### Problem to work on
Please gather every line of the data below that contains the string "railing", treating uppercase and lowercase letters as distinct.

[Boundary labeling items]
-- -- --
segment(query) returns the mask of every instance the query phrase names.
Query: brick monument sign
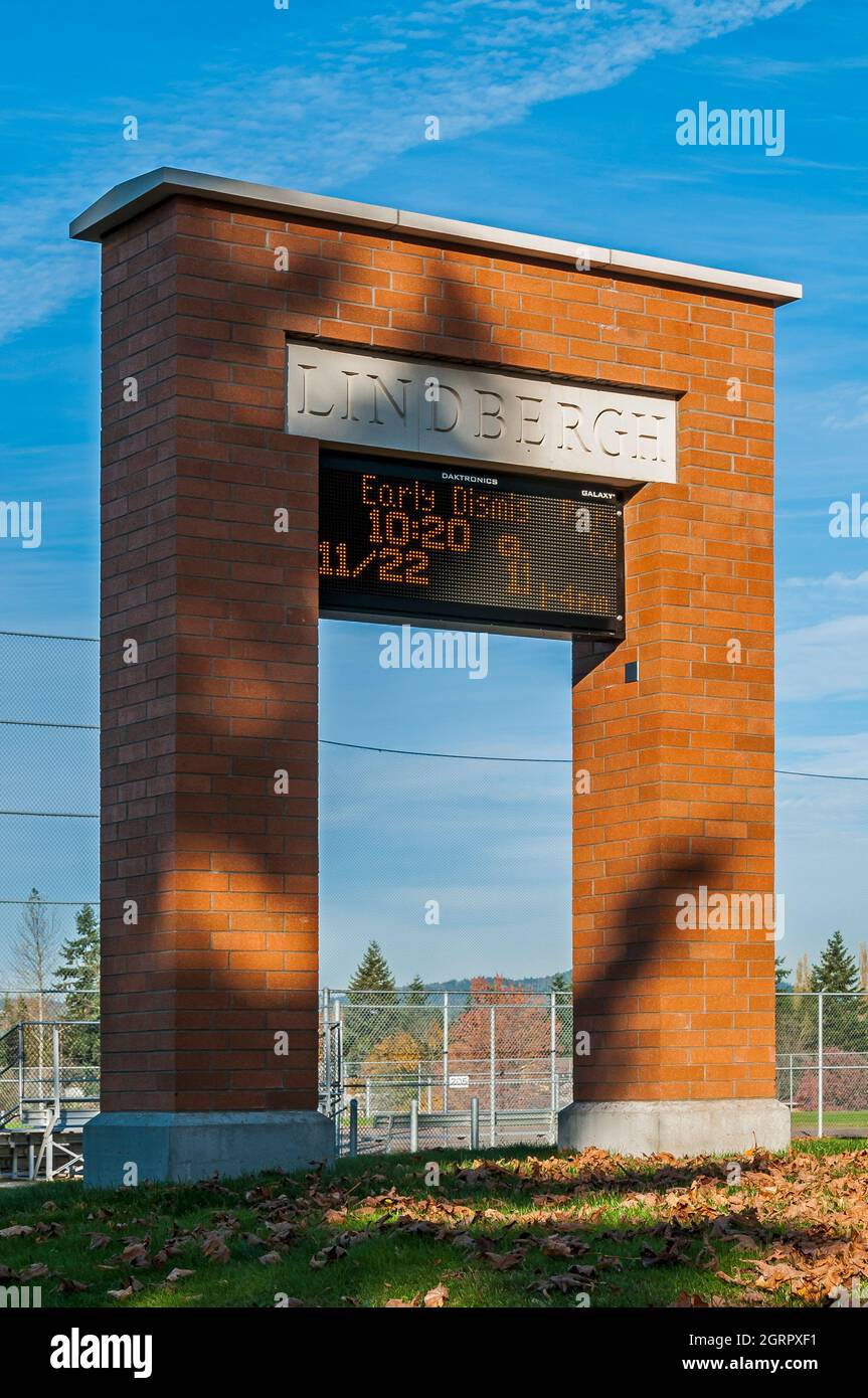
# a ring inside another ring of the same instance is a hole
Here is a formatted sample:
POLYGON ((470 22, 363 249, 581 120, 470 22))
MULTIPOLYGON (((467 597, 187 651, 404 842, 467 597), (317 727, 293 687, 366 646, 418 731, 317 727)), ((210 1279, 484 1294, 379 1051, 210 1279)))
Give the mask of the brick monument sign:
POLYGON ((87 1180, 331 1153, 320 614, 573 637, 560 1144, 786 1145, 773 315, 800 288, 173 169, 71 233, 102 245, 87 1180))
-- -- --
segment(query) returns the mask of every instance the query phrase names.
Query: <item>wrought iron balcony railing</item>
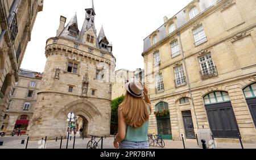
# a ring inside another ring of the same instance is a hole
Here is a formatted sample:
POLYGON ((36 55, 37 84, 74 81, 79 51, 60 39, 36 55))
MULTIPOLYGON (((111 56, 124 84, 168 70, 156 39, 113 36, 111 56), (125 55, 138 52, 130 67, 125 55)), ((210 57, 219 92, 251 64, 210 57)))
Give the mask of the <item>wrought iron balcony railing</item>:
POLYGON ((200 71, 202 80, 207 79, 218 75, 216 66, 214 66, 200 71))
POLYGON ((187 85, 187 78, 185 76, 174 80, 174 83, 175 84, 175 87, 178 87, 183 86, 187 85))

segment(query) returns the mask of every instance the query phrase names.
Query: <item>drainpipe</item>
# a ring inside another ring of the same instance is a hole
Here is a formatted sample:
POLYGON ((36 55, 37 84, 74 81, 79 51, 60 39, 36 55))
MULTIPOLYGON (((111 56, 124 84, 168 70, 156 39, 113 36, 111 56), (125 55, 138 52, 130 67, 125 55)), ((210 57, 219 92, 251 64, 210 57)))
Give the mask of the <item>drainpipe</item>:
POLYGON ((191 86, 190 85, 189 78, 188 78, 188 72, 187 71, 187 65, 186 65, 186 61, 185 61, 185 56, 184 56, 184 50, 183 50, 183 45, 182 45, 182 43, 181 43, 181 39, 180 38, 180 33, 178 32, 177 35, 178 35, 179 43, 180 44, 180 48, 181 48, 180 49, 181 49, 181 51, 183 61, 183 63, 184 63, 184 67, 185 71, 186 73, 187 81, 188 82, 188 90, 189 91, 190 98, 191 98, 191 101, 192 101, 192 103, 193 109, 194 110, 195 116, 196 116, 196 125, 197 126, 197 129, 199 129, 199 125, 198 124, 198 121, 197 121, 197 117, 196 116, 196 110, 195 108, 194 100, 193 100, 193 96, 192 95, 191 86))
-- -- --
### Reply to the exercise
Query: <item>wrought iron balcony railing</item>
Give the mask of the <item>wrought iron balcony railing</item>:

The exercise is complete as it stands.